* [Job 1]: Pull out every line of the records below that contains the word "arched", treating uppercase and lowercase as different.

* [Text excerpt]:
** Start **

Market Commentary:
The DOW is a sorry sight this week. Bank stocks were hammered early today, setting the tone. The DOW suffered the most, reaching new lows and closing at levels not seen since October of 1997.
It’s all about the banks! Citigroup looks poised to go under and Bank of America looks like it is second in the queue.
I’ll get right to the point.
Just last week Treasury Secretary Timothy Geithner announced the new Financial Stability Plan. Since that announcement Citigroup has fallen as much as 59% (at one point today), recovering a bit on late day buying but still managing to close down 51% since the Stability Plan was announced.
Bank of America fared even worse at the lows of today, down 63% since Geithner’s announcement. But the late day buying helped Bank of America the most, recovering a huge early sell-off and ending the day down 46% since the Financial Stability Plan was brought out.
You see, the stability plan was full of more holes than a stainless steel strainer. And the big lump in Geithner’s throat as he announced the plan was his startling declaration that somehow they were going to entice private capital to participate in this stability effort.
On the surface, at least, it appears the administration’s new Financial Stability Plan has created far more instability than stability.
What happened today clearly demonstrates why the banking stocks are tearing the stock market apart, especially the financial sector and the DOW index, in particular.
Senate Banking Committee Chairman, Christopher Dodd, was interviewed on Bloomberg Television and said that some banks may have to be nationalized for a short time, a move he wouldn't "welcome at all" but "could see how it's possible it may happen."
Market selling took off as word of the interview leaked out.
At first glance, nationalization might seem only natural, given how the TARP monies have been used so far by buying up shares in banks and other financial institutions. But take a little time to study the implications and you will better understand the investor fear that dominates the banking sector.
The expectation of bank nationalization is that the current shareholders would be left unprotected – that the government bailout monies infused into the banks would buy shares of stock that would be “preferred” over the common stock holder shares.
If you are an investor in bank stocks, how do you feel? If you think the government is planning on bailing out the banks you hold shares in and putting you at the end of the line, are you willing to follow the principles espoused by Geithner and plow some more money into banks so you can stay at the end of the line when and if the banks finally make good?
How can these two opposites co-exist? The administration talks about luring private capital for banks in their bank stabilization scheme and yet the very aspect of nationalization that is occurring raises serious fears among private investors that they are going to be left out in the cold.
Of course the market is crashing around the banks. The missing details in the “Stability” plan are so obvious that bank investors are truly running scared. You have heard it said many times, “The market hates uncertainty”. Well, uncertainty is exactly what has been delivered so far.
But an interesting change happened later in the day that caused the markets to rally strongly, especially bank stocks. The Obama administration was forced to come out with an announcement countering Dodd’s interview, saying it prefers and supports a private bank system.
" This administration continues to strongly believe that a privately held banking system is ... the correct way to go, ensuring that they are regulated sufficiently by this government," said White House press secretary Robert Gibbs.
" That's been our belief for quite some time, and we continue to have that," he told reporters at the regular White House briefing.

** End **

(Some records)
** Start **

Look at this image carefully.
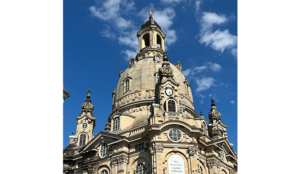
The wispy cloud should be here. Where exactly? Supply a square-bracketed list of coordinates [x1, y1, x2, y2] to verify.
[195, 11, 238, 59]
[182, 62, 222, 77]
[160, 0, 182, 5]
[100, 26, 117, 39]
[195, 0, 201, 14]
[230, 100, 236, 107]
[89, 0, 134, 29]
[89, 0, 180, 60]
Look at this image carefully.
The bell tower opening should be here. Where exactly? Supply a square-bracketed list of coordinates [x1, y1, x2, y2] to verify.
[142, 33, 150, 49]
[156, 35, 162, 48]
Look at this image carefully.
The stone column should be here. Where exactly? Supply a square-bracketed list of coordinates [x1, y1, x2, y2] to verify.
[188, 146, 198, 174]
[207, 158, 220, 174]
[118, 155, 128, 174]
[155, 144, 164, 174]
[150, 144, 164, 174]
[138, 37, 142, 53]
[111, 157, 118, 174]
[149, 31, 153, 48]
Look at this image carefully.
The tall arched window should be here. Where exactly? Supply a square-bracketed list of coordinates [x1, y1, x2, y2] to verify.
[168, 100, 176, 112]
[79, 134, 86, 146]
[156, 35, 161, 48]
[201, 122, 207, 134]
[186, 84, 189, 95]
[100, 143, 108, 158]
[113, 117, 120, 131]
[125, 79, 129, 92]
[135, 163, 146, 174]
[101, 170, 108, 174]
[142, 33, 150, 48]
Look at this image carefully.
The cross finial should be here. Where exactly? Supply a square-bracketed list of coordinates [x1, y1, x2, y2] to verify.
[211, 98, 215, 106]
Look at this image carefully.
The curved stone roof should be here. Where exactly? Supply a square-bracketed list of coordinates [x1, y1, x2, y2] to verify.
[141, 16, 161, 30]
[114, 58, 193, 107]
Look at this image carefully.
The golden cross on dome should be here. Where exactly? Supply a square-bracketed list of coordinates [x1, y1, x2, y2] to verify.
[149, 8, 152, 16]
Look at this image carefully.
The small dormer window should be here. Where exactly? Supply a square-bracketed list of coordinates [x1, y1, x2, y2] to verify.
[113, 117, 120, 131]
[82, 123, 87, 129]
[79, 134, 86, 146]
[135, 163, 146, 174]
[125, 79, 129, 92]
[168, 100, 176, 112]
[100, 143, 108, 158]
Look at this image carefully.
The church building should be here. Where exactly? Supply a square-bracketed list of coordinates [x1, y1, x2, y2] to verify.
[62, 11, 238, 174]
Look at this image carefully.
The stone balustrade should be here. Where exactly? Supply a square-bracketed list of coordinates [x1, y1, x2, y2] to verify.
[114, 89, 155, 107]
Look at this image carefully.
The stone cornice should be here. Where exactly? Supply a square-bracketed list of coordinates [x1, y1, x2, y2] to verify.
[81, 131, 125, 152]
[212, 138, 237, 160]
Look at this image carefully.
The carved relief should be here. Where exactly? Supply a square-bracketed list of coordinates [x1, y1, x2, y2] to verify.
[188, 146, 198, 156]
[154, 144, 164, 153]
[124, 105, 151, 114]
[207, 159, 220, 169]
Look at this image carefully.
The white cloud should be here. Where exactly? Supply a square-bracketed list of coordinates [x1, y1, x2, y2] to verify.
[161, 0, 182, 4]
[121, 50, 137, 61]
[89, 0, 138, 60]
[199, 30, 238, 52]
[231, 48, 238, 59]
[209, 63, 221, 71]
[196, 77, 215, 92]
[195, 1, 201, 14]
[182, 62, 222, 77]
[198, 12, 238, 59]
[89, 0, 134, 29]
[100, 27, 116, 39]
[182, 69, 191, 77]
[119, 30, 139, 49]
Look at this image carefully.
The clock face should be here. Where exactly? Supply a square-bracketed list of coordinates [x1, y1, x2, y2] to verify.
[166, 88, 173, 95]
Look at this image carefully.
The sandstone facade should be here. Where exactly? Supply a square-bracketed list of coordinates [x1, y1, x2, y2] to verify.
[62, 12, 238, 174]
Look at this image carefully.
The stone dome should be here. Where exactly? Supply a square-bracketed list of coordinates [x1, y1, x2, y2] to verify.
[113, 56, 194, 109]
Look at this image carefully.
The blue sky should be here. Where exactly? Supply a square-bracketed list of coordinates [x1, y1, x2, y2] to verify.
[62, 0, 238, 152]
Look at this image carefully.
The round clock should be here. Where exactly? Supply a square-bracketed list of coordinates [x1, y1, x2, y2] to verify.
[166, 88, 173, 95]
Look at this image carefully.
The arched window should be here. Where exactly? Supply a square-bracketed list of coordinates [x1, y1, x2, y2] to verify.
[101, 170, 108, 174]
[186, 84, 189, 95]
[135, 163, 146, 174]
[113, 117, 120, 131]
[201, 122, 207, 134]
[125, 79, 129, 92]
[156, 35, 161, 48]
[200, 167, 203, 174]
[142, 33, 150, 48]
[100, 143, 108, 158]
[79, 134, 86, 146]
[168, 100, 176, 112]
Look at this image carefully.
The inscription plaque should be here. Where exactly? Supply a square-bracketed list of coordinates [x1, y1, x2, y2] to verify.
[168, 155, 185, 174]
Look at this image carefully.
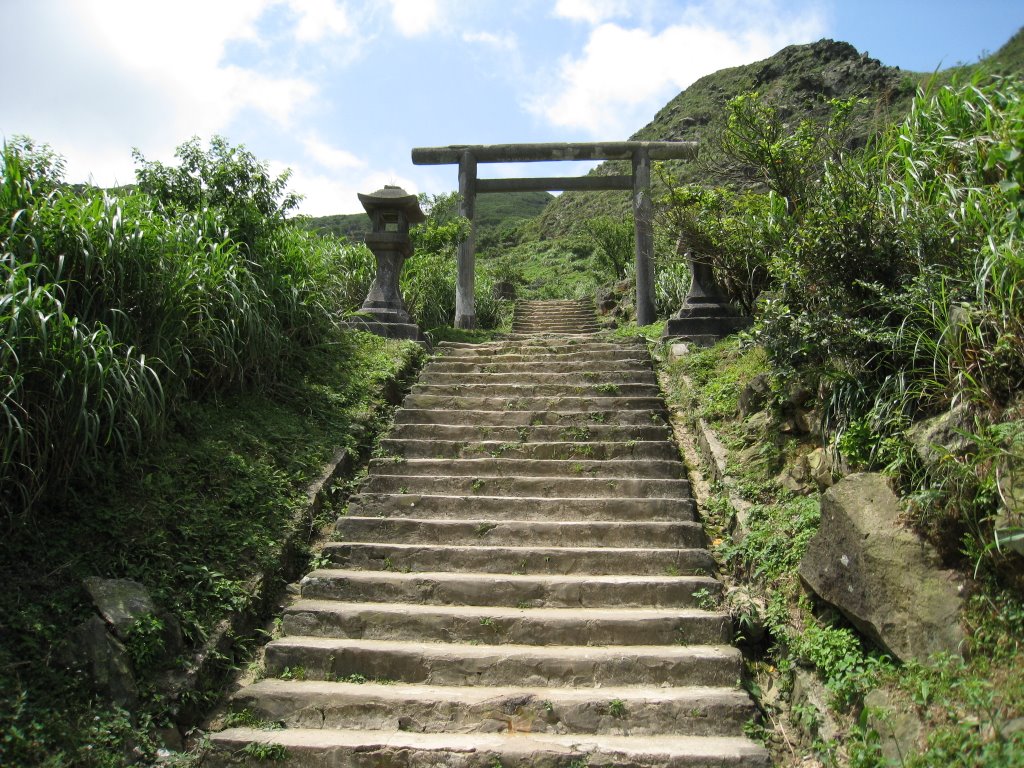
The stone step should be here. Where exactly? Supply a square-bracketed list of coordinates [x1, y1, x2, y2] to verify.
[394, 409, 668, 427]
[204, 728, 770, 768]
[359, 475, 690, 499]
[284, 599, 731, 646]
[512, 321, 598, 335]
[380, 437, 679, 461]
[427, 347, 650, 365]
[334, 520, 706, 549]
[339, 493, 695, 521]
[402, 394, 668, 418]
[429, 357, 651, 374]
[265, 636, 741, 688]
[434, 337, 649, 362]
[389, 419, 671, 442]
[417, 370, 657, 389]
[300, 568, 722, 608]
[410, 382, 662, 399]
[230, 678, 755, 741]
[370, 457, 686, 479]
[324, 542, 715, 575]
[503, 330, 604, 345]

** End **

* [Job 2]: Quote the market commentary above word for word, everything from "You see, the" down to "this stability effort.".

* [Complete answer 1]:
The tall arched window should be here. Where exactly? Supply a square-bracketed list of coordinates [x1, y1, x2, y2] to verify.
The arched window should be here. Where exactly? Supply a square-bracketed list of coordinates [x1, y1, x2, y2] to verify.

* [Complete answer 2]:
You see, the stability plan was full of more holes than a stainless steel strainer. And the big lump in Geithner’s throat as he announced the plan was his startling declaration that somehow they were going to entice private capital to participate in this stability effort.